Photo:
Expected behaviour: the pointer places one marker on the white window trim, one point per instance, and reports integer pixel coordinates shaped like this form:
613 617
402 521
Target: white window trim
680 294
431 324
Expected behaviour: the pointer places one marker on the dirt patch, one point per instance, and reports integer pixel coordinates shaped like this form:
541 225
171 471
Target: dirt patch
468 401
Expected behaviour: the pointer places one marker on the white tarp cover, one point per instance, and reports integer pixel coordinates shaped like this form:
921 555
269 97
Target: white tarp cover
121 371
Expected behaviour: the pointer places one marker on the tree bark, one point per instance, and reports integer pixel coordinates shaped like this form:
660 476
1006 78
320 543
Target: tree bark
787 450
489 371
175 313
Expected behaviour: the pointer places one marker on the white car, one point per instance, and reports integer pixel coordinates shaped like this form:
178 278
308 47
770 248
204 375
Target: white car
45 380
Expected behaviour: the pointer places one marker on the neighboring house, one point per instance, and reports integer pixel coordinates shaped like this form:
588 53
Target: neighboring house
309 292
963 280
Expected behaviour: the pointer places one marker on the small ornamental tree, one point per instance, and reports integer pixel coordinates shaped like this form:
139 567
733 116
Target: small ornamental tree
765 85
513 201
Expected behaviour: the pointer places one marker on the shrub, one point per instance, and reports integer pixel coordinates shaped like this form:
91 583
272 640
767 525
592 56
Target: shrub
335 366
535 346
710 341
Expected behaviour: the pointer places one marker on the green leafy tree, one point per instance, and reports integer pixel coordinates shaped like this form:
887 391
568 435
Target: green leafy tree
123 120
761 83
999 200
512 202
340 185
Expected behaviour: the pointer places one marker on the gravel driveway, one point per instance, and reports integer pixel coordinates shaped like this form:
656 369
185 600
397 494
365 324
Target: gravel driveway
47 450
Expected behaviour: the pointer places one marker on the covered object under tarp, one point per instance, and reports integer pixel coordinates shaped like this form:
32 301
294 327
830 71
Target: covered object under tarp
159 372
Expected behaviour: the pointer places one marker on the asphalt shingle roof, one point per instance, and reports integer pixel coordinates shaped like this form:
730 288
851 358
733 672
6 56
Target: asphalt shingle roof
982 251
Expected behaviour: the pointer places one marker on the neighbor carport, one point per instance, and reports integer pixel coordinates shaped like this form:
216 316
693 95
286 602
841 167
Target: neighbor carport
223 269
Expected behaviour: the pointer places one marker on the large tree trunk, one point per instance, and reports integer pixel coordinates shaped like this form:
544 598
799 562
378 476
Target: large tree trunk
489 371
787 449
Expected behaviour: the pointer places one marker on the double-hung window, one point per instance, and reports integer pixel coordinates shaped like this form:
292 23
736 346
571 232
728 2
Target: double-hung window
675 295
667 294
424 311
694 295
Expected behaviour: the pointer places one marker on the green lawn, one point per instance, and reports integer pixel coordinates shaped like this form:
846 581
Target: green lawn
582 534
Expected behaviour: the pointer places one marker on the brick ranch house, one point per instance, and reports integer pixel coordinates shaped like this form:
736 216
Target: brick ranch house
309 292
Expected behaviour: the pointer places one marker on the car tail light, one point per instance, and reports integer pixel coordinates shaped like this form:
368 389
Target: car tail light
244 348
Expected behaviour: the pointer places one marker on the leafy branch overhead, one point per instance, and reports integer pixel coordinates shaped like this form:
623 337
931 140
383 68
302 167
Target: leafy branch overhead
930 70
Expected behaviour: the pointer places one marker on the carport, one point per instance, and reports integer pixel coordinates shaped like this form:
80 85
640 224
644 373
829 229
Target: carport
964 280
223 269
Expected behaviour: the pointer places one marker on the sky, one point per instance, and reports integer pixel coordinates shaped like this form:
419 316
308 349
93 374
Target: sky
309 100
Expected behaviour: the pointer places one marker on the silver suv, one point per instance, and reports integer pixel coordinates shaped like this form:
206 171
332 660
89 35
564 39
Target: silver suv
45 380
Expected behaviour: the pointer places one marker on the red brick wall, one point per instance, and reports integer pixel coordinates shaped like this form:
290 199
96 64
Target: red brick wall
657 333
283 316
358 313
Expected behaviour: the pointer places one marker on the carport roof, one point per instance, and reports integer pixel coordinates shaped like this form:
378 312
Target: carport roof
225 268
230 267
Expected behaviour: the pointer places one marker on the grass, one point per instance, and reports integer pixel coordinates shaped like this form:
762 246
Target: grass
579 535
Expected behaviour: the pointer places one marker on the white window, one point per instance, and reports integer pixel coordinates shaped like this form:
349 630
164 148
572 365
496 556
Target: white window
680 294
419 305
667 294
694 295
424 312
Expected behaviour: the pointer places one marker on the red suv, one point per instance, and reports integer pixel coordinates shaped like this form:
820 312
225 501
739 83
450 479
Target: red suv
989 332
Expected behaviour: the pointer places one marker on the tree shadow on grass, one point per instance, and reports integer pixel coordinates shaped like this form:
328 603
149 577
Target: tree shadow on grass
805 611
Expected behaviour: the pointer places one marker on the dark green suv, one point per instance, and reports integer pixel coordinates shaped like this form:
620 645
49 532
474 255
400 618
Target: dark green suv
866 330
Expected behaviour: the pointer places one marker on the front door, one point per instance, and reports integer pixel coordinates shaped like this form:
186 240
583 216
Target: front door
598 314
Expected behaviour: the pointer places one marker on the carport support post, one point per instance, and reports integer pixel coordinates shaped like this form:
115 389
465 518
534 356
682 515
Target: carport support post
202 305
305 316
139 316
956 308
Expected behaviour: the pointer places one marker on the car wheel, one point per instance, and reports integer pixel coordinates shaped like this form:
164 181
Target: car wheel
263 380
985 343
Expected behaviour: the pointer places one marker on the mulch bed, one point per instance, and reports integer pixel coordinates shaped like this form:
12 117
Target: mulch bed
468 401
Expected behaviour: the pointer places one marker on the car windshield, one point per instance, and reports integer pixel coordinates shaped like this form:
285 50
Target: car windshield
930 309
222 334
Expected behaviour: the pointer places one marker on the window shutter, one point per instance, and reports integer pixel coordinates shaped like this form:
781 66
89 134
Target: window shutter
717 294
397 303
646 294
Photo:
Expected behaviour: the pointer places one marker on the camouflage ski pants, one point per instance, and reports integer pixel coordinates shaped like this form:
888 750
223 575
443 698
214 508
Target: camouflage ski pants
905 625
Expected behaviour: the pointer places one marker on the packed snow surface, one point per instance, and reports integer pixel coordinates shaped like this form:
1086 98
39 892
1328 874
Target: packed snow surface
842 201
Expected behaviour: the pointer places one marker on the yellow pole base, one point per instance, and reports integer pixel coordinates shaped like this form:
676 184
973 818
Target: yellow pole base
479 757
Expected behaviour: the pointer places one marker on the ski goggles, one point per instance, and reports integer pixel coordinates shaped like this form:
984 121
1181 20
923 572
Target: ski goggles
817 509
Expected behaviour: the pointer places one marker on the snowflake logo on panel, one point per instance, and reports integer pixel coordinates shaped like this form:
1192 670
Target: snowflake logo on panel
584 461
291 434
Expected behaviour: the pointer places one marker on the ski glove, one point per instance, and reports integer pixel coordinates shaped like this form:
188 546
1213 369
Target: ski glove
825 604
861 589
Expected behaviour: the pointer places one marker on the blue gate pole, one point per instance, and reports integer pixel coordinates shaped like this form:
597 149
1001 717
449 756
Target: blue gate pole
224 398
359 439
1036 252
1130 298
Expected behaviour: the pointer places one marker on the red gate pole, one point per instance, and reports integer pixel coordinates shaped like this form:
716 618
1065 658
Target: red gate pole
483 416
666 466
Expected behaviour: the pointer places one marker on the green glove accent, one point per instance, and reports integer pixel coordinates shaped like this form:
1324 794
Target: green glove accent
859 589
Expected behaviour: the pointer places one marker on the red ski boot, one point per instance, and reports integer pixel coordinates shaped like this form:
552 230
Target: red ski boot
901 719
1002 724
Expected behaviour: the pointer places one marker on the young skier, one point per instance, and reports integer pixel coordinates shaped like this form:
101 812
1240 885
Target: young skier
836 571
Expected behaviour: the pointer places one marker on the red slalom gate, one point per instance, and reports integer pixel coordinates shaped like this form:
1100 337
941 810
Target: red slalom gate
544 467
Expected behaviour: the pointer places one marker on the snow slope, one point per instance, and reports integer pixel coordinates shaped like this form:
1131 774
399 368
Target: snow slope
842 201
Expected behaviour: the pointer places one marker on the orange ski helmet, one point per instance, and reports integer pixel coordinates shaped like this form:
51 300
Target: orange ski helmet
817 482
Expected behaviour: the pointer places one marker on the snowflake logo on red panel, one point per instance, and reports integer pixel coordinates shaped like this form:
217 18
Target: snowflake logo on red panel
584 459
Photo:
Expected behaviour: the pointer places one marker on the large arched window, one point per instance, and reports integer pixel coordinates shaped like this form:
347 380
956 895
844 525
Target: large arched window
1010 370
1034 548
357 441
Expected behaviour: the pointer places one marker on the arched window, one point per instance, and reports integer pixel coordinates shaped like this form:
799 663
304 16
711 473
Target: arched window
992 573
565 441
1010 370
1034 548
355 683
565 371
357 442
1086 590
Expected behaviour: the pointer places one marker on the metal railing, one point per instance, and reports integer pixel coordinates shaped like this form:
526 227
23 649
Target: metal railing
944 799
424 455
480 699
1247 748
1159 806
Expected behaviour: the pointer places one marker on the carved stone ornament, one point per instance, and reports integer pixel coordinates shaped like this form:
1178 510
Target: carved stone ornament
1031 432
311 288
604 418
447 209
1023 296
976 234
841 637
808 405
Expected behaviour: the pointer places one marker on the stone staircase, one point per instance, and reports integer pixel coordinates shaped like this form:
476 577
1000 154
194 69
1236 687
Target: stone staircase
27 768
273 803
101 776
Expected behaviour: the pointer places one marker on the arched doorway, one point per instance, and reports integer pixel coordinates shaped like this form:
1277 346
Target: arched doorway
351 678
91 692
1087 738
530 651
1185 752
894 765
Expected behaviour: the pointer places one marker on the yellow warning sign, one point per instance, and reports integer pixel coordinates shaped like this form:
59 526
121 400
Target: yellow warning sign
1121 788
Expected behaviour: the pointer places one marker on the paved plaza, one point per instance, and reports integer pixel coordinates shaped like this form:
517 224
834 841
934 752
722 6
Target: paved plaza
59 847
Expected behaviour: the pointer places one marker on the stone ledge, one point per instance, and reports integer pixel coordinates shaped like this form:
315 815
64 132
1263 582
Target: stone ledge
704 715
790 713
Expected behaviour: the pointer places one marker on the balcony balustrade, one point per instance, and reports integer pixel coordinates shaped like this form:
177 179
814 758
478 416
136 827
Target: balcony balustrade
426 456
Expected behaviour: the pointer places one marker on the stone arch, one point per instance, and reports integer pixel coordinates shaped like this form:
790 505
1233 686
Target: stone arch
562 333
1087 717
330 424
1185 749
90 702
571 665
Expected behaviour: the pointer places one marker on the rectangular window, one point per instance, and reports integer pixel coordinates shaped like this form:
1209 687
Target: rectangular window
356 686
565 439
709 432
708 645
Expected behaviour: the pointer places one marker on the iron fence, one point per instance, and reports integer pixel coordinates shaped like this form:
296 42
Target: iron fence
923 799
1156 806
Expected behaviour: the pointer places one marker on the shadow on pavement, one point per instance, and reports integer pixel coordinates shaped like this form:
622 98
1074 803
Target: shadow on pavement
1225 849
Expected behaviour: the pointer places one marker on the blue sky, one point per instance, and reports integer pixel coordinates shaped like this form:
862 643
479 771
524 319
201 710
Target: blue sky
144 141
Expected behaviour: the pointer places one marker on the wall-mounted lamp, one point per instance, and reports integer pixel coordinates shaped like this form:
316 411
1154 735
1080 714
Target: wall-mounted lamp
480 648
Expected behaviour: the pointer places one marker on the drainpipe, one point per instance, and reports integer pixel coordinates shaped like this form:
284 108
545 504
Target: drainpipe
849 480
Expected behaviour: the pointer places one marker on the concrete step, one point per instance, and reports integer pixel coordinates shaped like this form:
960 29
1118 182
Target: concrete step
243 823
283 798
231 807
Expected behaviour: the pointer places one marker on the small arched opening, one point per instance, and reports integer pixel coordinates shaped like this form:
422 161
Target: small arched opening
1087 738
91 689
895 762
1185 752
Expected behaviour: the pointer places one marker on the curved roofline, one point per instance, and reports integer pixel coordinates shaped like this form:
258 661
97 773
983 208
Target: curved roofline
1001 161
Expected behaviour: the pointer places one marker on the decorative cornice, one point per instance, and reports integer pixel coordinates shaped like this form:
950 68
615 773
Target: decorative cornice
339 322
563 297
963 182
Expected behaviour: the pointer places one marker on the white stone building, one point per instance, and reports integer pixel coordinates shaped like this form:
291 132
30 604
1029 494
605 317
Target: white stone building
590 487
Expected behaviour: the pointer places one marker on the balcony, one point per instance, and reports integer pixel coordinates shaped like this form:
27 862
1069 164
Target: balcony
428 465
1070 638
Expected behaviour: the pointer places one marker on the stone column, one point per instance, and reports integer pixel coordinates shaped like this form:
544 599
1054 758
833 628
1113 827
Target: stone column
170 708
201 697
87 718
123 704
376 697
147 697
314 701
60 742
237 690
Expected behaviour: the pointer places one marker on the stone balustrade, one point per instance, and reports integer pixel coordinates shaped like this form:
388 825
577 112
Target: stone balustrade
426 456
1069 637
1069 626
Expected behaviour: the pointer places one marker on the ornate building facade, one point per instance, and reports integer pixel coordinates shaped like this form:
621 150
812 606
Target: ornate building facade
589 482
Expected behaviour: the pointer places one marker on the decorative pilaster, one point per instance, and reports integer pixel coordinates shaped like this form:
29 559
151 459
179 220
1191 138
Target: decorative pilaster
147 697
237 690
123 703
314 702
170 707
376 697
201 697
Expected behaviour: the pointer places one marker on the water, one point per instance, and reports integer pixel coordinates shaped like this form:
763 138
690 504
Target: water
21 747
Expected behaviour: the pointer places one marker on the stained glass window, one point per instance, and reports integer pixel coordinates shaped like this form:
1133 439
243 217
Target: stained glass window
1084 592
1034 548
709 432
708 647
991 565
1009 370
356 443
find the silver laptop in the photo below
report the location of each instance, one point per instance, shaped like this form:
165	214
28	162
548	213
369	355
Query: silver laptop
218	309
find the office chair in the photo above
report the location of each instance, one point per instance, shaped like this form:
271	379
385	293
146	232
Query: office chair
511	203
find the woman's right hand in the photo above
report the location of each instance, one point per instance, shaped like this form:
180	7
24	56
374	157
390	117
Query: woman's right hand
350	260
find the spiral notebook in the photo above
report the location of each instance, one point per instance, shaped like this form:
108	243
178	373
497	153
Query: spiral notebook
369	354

■ ■ ■ ■ ■

Goal of the exercise: All lines above from the line with "the red gate" through the line with "the green glove", both included, are to be set down exactly, with nothing else.

Exercise answer:
Expected behaviour: the pointer places one marker on the red gate pole, one point per instance, and reports integer pixel coordinates shaped like this form:
716 618
1065 658
Target: red gate pole
483 416
666 466
Expected behaviour: the pointer places one marker on the green glove accent, one point per instance, and reports integer pixel coordinates shaped like this form:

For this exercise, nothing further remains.